= Beginning of Section =

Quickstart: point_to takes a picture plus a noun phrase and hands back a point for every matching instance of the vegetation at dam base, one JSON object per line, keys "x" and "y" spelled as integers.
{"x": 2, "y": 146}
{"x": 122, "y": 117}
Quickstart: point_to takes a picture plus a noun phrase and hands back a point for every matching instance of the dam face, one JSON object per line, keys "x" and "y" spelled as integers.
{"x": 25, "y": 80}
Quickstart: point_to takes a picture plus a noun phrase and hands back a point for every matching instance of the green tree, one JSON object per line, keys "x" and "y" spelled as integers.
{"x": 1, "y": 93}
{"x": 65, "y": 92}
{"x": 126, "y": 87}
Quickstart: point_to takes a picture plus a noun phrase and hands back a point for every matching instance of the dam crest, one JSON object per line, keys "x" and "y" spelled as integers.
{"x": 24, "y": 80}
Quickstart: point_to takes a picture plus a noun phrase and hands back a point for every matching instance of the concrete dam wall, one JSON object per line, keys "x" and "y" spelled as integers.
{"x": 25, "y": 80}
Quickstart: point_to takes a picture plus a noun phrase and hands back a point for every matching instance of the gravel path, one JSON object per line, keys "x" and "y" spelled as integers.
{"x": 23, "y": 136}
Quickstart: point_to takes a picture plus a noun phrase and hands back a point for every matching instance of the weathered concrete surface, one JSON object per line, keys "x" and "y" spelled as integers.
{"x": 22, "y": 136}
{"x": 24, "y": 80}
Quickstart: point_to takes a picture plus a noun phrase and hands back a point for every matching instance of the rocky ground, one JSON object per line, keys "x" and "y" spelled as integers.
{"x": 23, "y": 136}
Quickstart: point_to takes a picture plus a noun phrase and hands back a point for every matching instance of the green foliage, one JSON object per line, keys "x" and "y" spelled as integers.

= End of Section =

## EXERCISE BRIEF:
Copy out the material exactly, omitting nothing.

## ANSWER TO THIS TASK:
Quickstart: point_to takes a picture plus a noun phrase and hands back a point for every matching instance of the vegetation at dam base, one JSON object per line, keys "x" and "y" spelled as integers.
{"x": 2, "y": 146}
{"x": 122, "y": 117}
Quickstart: point_to takes a picture plus a noun phrase and hands back a point for every matching instance of the dam face, one JSON object per line, keys "x" and "y" spelled as integers.
{"x": 25, "y": 80}
Quickstart: point_to takes a picture plus a noun phrase and hands back a point for every matching instance of the green tree, one JSON object per line, keys "x" and "y" spelled as integers.
{"x": 1, "y": 93}
{"x": 65, "y": 92}
{"x": 126, "y": 87}
Quickstart: point_to takes a picture plus a noun phrase and hands back a point for every matching instance of the dam crest, one JSON object per line, keys "x" and "y" spelled as integers.
{"x": 24, "y": 80}
Quickstart: point_to takes a picture plus a noun phrase and hands back a point for every matching instance of the concrete dam wall, one JSON object per line, keys "x" and "y" spelled as integers.
{"x": 25, "y": 80}
Quickstart: point_to takes a picture plus a noun phrase and hands back a point for every matching instance of the gravel path, one JSON object per line, keys "x" and "y" spelled as integers.
{"x": 23, "y": 136}
Quickstart: point_to takes a picture plus a noun phrase and hands back a point for every matching instance of the weathered concrete surface, one JSON object per line, keys "x" and "y" spelled as integers.
{"x": 22, "y": 136}
{"x": 24, "y": 80}
Quickstart: point_to takes a picture plus a noun phrase and hands back a point for every matching instance of the rocky ground, one JSON object per line, keys "x" and "y" spelled as integers.
{"x": 23, "y": 136}
Quickstart: point_to takes a picture plus a noun phrase and hands back a point for every matching instance of the green foliage, one JSON object per line, keys "x" and "y" spelled as integers.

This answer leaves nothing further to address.